_AIM_: Can you transcribe the stretch of the stairwell thread from "View attachment future" through "can offer advise."?

# stairwell opening in wood joist floors



## Galatea (Oct 13, 2010)

What do you do when the width of the opening of your new stairwell doesn't butt up against an existing joist! No opening has been cut yet...still in the planning stage of the game. We are converting our attic into a living space and need to install a stairwell. Our house is pretty old and the wood joists are 2"x10", 28" on center apart. The opening required is 5'-0" wide but this ends up between 2 joists. I'd have to put 5 trimmer joists to get to the next existing joist...there has got to be a better way to support the length of the opening!


----------



## jklingel (Dec 21, 2008)

It sounds like you are walking up into the attic, parallel to the floor joists and will have to cut one floor joist off short and install a header. ???? I'm not sure I'm using the term "header" here correctly, but that is what I'd call it. You cut the joist, run a board or 2 perpendicular to it, and nail that to the joists on either side; the adjacent joists will now carry its load. (BTW: That may overload them, so have someone check out your plan. Any posts or supports for those adjacent floor joists going in to help them out?) Can't you just install a couple of blocking piece and run a board between it and your header, parallel to the floor joists? Maybe I'm not seeing what you are doing, but it sounds pretty simple; you are just hanging in a new, very short floor joist at the edge of the stairway opening. No? j


----------



## jlhaslip (Dec 31, 2009)

The long joists are typically doubled with the "header" mounted using joist hangers.
The "header" is another double.
Also use a joist hanger to mount the cut joist to the backside of the "header".


----------



## BigJim (Sep 2, 2008)

jlhaslip said:


> The long joists are typically doubled with the "header" mounted using joist hangers.
> The "header" is another double.
> Also use a joist hanger to mount the cut joist to the backside of the "header".


Jl is right on with the drawing. A question for you, how long is the span that your joist make? 28 inches on center might be too much for your joist if the span is too wide. If it were mine I would put another joist between the existing joist.


----------



## Galatea (Oct 13, 2010)

*drawing to go with my question*

View attachment future attic stairwell.doc


Here's a drawing of the existing joist and the location we're planning for our stairwell. Hope this help to better explain what we are dealing with.


----------



## BigJim (Sep 2, 2008)

There must be a wall somewhere supporting the joist. The only joist I have seen that long are engineered and you said it is an older home so chances are they aren't engineered joist. I am not trying to be picky but we need to know exactly what you have before we can offer advise.

One more question, what is the pitch of your roof? If you have the stairs too close to the wall the rafters rest on you may not have enough head room.


----------



## Galatea (Oct 13, 2010)

*Additional Details*

the walls beaneath (living room on main floor) are drawn in pink and . The roof pitch is 9:12. We are installing a pre-fabricated 48" spiral staircase. The celing height where the new stairs would exit onto the attic floor is 8'-0"


----------



## Galatea (Oct 13, 2010)

*drawing of joist plan*

peak of roof is marked with a pink dashed line (left to right on drawing)


----------



## BigJim (Sep 2, 2008)

Galatea said:


> the walls beaneath (living room on main floor) are drawn in pink and . The roof pitch is 9:12. We are installing a pre-fabricated 48" spiral staircase. The celing height where the new stairs would exit onto the attic floor is 8'-0"


As for head room you will be fine as you will have a minimum of 81 inches on the low side of your stairs. I would still be concerned with the spacing of your joists though. Another couple of things is you will be limited with the size of objects you will be able to get upstairs as the spiral stairs will be narrow. In this area we have to have another set of stairs as that is code. I really don't know how that is up your way but for sure a fire escape is a necessity. I would recommend talking to your code enforcement to be on the right side with them about the joist, extra stairs and fire escape.


----------

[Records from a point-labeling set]
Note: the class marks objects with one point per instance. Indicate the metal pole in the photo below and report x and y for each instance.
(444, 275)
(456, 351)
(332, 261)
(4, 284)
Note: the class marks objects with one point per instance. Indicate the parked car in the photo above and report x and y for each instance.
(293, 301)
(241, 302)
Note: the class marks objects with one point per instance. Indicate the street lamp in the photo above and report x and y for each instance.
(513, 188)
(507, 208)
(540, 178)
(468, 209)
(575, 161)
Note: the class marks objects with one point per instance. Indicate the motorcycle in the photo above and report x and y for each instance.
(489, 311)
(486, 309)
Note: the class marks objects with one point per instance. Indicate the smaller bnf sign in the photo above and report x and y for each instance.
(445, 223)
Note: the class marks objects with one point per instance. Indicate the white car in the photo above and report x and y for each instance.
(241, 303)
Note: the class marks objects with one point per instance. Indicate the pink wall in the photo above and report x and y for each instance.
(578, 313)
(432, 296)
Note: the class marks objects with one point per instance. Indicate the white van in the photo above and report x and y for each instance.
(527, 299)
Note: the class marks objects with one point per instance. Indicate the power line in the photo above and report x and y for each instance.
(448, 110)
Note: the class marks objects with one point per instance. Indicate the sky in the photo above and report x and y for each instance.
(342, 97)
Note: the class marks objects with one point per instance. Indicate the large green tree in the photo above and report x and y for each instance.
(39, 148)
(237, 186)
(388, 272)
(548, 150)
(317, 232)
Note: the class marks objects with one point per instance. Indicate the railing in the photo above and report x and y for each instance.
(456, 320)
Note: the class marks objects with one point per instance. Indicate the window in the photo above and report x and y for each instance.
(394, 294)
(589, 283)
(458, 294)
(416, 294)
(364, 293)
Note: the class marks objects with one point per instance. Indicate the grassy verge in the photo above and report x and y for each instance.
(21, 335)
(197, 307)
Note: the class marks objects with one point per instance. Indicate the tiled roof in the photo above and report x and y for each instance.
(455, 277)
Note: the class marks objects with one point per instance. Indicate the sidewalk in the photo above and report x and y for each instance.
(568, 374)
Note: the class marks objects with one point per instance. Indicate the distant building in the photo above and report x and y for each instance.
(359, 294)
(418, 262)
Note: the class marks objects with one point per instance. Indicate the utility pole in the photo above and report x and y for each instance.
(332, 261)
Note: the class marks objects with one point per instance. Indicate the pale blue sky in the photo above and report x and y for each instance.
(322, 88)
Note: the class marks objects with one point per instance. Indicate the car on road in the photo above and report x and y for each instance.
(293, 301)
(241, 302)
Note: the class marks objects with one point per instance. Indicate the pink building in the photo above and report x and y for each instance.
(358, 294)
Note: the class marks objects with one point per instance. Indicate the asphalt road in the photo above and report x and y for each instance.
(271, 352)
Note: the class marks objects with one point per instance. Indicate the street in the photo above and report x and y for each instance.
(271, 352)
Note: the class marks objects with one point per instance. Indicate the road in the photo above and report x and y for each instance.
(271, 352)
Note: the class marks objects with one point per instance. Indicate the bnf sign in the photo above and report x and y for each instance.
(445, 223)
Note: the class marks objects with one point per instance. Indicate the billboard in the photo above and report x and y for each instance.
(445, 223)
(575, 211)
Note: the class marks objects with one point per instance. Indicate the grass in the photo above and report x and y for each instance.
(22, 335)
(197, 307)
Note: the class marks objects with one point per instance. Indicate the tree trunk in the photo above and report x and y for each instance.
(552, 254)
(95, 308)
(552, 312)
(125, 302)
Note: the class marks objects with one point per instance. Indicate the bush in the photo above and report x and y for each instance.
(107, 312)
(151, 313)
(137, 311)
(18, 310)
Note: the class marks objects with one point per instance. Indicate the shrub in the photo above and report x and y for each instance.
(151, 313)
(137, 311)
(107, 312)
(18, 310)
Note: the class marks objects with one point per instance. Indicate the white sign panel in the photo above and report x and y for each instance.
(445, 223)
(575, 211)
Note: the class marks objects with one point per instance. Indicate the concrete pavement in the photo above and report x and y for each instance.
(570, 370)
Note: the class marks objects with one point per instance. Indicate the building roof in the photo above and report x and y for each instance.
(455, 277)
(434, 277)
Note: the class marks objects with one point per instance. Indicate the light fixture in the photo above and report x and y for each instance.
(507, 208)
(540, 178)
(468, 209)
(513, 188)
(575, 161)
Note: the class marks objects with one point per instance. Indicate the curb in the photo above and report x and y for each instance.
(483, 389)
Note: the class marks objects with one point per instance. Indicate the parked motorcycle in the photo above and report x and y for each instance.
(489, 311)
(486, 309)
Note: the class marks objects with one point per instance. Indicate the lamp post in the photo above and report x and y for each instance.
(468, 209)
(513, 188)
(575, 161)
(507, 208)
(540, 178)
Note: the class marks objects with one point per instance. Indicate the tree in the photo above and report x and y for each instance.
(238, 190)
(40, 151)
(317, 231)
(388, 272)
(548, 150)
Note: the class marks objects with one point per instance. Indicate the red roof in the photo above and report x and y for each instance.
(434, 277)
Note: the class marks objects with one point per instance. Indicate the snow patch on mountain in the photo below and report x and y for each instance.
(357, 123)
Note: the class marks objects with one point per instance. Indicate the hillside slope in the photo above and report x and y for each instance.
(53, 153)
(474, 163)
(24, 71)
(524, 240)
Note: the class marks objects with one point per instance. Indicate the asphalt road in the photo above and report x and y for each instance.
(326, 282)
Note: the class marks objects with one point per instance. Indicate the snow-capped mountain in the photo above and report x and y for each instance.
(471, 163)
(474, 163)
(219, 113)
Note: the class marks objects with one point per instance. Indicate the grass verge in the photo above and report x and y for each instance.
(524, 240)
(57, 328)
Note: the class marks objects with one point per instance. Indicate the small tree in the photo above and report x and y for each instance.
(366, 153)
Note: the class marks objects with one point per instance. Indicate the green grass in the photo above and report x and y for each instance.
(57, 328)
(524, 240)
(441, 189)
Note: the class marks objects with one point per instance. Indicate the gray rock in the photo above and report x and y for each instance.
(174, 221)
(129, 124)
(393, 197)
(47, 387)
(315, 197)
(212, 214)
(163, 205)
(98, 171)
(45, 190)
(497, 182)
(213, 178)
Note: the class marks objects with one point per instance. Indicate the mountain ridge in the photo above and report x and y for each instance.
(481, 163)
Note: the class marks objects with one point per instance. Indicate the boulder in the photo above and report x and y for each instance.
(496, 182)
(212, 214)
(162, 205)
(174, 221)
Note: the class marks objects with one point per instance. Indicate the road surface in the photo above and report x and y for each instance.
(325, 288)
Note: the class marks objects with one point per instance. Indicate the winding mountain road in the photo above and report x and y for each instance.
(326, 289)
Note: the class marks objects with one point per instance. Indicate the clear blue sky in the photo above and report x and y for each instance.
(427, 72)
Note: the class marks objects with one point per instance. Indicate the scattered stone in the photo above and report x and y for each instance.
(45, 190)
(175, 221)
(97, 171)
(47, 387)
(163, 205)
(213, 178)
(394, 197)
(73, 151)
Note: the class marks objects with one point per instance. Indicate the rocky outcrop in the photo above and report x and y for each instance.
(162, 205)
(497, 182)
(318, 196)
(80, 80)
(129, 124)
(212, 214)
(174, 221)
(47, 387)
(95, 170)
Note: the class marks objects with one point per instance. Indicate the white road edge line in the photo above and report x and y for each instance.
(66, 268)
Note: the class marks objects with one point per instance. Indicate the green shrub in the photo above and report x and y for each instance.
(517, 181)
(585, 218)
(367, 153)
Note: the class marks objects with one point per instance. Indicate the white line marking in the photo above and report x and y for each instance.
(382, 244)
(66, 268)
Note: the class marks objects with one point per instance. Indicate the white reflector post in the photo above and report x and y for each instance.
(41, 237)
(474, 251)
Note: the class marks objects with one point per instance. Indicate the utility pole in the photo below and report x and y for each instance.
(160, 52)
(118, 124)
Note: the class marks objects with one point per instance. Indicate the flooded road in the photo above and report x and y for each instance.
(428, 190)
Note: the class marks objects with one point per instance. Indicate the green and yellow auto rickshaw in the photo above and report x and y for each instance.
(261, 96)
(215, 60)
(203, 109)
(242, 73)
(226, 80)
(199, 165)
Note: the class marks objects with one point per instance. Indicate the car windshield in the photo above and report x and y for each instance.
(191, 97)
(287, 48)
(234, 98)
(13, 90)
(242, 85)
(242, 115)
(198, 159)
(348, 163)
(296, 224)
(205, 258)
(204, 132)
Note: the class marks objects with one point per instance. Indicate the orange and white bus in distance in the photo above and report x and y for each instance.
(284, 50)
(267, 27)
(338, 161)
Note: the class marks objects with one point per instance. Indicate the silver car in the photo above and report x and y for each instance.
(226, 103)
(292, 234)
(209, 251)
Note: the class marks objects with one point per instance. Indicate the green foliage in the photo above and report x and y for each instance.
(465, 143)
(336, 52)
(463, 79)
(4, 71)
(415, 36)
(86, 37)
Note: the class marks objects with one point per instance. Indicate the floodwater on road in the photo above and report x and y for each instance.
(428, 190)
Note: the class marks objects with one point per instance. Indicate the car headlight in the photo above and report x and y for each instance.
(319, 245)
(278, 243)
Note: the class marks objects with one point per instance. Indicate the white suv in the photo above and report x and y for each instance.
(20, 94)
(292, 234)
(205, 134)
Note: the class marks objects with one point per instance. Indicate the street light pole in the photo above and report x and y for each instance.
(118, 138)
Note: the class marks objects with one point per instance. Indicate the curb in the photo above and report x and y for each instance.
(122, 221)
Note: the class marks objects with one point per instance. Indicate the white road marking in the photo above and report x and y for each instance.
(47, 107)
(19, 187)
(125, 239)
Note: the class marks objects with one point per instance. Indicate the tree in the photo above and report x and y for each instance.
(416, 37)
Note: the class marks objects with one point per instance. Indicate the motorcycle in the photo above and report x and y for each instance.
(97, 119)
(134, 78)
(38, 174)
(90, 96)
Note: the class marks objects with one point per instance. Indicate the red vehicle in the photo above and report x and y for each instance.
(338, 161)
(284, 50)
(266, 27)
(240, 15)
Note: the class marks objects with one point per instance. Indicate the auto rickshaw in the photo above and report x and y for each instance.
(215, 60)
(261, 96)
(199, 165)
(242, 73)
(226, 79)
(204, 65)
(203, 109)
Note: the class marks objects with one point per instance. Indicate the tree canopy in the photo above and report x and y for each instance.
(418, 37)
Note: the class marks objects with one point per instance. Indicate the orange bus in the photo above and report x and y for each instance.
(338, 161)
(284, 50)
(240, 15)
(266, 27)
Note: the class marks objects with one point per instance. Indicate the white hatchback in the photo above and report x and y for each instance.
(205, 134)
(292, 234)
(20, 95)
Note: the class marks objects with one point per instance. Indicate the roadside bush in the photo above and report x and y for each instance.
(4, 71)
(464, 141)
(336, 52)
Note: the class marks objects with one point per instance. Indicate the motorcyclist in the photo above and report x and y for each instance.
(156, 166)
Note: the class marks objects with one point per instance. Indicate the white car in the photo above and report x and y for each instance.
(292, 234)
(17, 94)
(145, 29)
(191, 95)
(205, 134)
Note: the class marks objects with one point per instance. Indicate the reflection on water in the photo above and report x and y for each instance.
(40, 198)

_SOLVED EXERCISE_:
View attachment future attic stairwell.doc


Here's a drawing of the existing joist and the location we're planning for our stairwell. Hope this help to better explain what we are dealing with.


----------



## BigJim (Sep 2, 2008)

There must be a wall somewhere supporting the joist. The only joist I have seen that long are engineered and you said it is an older home so chances are they aren't engineered joist. I am not trying to be picky but we need to know exactly what you have before we can offer advise.